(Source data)
********

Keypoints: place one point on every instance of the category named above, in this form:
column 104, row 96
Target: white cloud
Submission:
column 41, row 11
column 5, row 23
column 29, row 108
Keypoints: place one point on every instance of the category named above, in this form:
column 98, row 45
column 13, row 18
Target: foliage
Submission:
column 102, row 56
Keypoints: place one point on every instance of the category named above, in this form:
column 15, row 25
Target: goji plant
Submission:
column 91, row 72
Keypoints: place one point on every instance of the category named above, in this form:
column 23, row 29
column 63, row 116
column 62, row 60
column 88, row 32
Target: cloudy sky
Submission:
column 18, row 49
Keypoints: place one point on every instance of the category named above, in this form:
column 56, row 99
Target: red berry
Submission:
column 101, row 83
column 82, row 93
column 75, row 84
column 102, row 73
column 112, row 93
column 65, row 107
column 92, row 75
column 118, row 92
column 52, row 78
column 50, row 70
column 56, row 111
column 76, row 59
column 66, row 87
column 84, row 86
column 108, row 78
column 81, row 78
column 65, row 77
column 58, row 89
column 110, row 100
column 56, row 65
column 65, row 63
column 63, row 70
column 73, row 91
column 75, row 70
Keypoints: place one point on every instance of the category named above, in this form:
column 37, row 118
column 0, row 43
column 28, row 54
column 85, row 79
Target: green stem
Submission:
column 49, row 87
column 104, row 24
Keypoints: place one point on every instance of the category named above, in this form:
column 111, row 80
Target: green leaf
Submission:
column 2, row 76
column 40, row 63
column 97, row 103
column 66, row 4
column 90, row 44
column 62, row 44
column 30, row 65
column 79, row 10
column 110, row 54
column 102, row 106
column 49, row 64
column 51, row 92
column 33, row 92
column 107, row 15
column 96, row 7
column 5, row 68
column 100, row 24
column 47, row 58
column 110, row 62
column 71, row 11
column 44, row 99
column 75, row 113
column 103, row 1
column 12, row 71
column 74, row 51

********

- _What needs to be done_
Lines holding the word "green": say how many there are in the data, and nothing more.

- _Response area_
2